-- begin Given entries --

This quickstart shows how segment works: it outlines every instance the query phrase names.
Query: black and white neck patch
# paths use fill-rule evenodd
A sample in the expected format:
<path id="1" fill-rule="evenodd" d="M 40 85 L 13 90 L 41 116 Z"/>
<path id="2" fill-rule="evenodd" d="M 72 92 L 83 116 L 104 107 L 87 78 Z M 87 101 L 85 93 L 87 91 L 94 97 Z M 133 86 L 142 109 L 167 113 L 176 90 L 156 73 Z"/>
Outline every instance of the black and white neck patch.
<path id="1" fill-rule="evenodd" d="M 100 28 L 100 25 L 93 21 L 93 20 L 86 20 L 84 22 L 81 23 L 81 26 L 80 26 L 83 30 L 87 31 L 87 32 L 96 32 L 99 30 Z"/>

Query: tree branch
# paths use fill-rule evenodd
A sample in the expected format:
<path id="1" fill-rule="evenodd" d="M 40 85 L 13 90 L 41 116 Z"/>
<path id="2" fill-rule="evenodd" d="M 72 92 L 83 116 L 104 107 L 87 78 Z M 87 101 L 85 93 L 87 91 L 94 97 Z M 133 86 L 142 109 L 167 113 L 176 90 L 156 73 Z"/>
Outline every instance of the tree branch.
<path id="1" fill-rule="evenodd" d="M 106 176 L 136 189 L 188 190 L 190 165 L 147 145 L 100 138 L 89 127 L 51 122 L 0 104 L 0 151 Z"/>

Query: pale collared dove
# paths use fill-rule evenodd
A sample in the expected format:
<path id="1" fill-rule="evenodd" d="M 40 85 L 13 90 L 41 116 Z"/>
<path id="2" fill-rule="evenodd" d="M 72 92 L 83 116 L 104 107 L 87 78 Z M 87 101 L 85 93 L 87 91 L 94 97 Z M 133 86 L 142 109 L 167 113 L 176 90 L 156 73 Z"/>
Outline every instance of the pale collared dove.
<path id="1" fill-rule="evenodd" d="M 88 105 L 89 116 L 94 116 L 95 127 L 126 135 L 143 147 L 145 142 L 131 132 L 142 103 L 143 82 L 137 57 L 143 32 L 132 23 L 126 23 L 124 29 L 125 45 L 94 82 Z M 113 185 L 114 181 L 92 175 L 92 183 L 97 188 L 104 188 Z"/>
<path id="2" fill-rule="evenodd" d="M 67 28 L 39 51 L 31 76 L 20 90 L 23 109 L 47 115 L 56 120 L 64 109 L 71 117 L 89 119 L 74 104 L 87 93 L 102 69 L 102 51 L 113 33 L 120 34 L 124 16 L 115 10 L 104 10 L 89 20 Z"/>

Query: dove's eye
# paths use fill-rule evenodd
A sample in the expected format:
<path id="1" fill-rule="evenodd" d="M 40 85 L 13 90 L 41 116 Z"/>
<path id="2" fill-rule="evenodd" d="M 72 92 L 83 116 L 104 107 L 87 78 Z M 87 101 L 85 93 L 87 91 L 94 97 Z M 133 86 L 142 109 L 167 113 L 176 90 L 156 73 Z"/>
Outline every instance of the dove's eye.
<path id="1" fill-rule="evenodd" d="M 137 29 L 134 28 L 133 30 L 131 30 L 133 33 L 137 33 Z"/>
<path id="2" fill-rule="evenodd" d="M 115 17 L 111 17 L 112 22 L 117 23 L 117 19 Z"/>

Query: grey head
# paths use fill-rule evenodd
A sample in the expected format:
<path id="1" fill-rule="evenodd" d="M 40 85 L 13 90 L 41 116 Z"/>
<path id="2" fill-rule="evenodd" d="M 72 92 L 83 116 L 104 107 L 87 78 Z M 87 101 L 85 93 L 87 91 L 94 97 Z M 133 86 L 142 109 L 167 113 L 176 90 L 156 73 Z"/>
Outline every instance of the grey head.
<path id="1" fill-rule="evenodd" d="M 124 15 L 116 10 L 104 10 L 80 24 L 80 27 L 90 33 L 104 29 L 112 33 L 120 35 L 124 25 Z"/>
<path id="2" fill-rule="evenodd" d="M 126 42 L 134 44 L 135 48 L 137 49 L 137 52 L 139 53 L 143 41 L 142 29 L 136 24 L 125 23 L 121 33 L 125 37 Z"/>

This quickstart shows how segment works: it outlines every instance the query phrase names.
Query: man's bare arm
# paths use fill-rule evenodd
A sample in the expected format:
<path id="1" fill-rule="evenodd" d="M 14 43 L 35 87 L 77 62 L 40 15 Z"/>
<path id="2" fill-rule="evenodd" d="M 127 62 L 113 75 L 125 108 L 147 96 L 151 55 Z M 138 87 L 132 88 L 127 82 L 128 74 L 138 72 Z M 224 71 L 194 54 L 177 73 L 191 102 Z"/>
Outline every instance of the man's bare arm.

-- end Given entries --

◆ **What the exercise asks**: Please rewrite the listing, requests included, starting at the line that has "Query: grey head" and running through the end of the listing. Multiply every coordinate in the answer outlines by 1.2 and round to whole numbers with halves going up, leaving the requests and their format samples unchanged.

◆ **Correct output**:
Query: grey head
# paths use fill-rule evenodd
A sample in the expected format:
<path id="1" fill-rule="evenodd" d="M 40 85 L 13 90 L 41 116 Z"/>
<path id="2" fill-rule="evenodd" d="M 72 92 L 83 116 L 104 107 L 87 78 Z M 87 101 L 85 93 L 87 91 L 94 97 Z M 133 86 L 142 109 L 167 113 L 176 90 L 156 73 Z"/>
Outline every instance of the grey head.
<path id="1" fill-rule="evenodd" d="M 149 18 L 139 12 L 125 12 L 96 29 L 96 32 L 108 40 L 125 35 L 134 40 L 144 42 L 149 30 Z"/>
<path id="2" fill-rule="evenodd" d="M 151 50 L 161 53 L 162 58 L 164 59 L 164 62 L 167 64 L 172 49 L 170 35 L 163 29 L 150 28 L 145 40 L 150 44 Z"/>

This quickstart shows how segment works: it outlines every instance the query phrase names.
Query: man's bare arm
# paths use fill-rule evenodd
A sample in the expected format:
<path id="1" fill-rule="evenodd" d="M 14 43 L 35 87 L 77 62 L 40 15 Z"/>
<path id="2" fill-rule="evenodd" d="M 127 62 L 113 75 L 125 108 L 147 96 L 151 55 Z M 138 87 L 132 88 L 127 82 L 128 74 L 138 72 Z M 224 71 L 194 54 L 177 73 L 191 102 Z"/>
Outline every instance of the man's bare arm.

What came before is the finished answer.